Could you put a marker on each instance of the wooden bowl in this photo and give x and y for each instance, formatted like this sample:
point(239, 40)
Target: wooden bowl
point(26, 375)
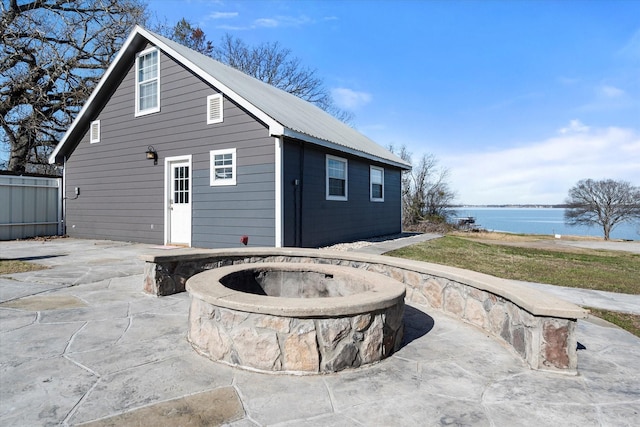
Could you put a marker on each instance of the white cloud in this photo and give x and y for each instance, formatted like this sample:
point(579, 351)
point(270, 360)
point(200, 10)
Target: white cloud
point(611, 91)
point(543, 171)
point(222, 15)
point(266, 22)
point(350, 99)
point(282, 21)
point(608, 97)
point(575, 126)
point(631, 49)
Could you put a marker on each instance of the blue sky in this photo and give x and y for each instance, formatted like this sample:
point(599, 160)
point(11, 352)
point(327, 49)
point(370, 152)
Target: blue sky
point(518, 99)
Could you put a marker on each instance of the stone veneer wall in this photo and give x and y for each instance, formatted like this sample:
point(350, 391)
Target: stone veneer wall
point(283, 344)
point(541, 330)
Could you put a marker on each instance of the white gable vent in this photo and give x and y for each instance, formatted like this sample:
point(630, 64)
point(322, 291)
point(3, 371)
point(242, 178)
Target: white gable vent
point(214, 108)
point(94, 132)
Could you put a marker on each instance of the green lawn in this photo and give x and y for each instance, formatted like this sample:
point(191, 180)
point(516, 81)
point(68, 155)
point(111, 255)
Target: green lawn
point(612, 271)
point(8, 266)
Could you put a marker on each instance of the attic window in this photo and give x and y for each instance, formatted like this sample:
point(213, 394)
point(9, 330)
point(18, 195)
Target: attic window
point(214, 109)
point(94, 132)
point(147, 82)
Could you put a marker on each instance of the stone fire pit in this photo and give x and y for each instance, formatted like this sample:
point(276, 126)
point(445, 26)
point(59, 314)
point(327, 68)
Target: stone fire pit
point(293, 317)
- - - - - - -
Rewrite everything from the start of the items down to and including the line containing "point(8, 266)", with "photo" changed to "image" throughout and nothing else altered. Leave the pictures out.

#### Exercise response:
Could you put a marker on each instance of the wooden bowl in this image and give x and y for each instance, formatted like this sample:
point(239, 40)
Target: wooden bowl
point(26, 375)
Could you put a marker on each instance of the white cloud in this image and give x and y for each instance, formatted like this sample:
point(579, 351)
point(270, 360)
point(200, 10)
Target: white cloud
point(611, 91)
point(543, 171)
point(222, 15)
point(266, 22)
point(350, 99)
point(282, 21)
point(608, 97)
point(575, 126)
point(631, 49)
Could you put a marker on each instance of the blue sky in this image and give x and y for each instance, formatted like this sample:
point(599, 160)
point(11, 352)
point(327, 49)
point(370, 152)
Target: blue sky
point(518, 99)
Could you put a marker on each instance of the stone veneer wall in this image and give x and y for each instance, formatted like this sample:
point(350, 391)
Target: stone veneer wall
point(283, 344)
point(541, 330)
Could you put a marker on each instance of the white gable vent in this image and give x and y for each instance, formatted like this sample:
point(630, 64)
point(322, 291)
point(3, 371)
point(242, 178)
Target: white gable vent
point(214, 108)
point(94, 132)
Could you put a marker on each instance of the green lawn in this image and give x and y for each instance, formatted like this sample:
point(191, 180)
point(516, 81)
point(68, 155)
point(111, 255)
Target: green lawn
point(612, 271)
point(8, 266)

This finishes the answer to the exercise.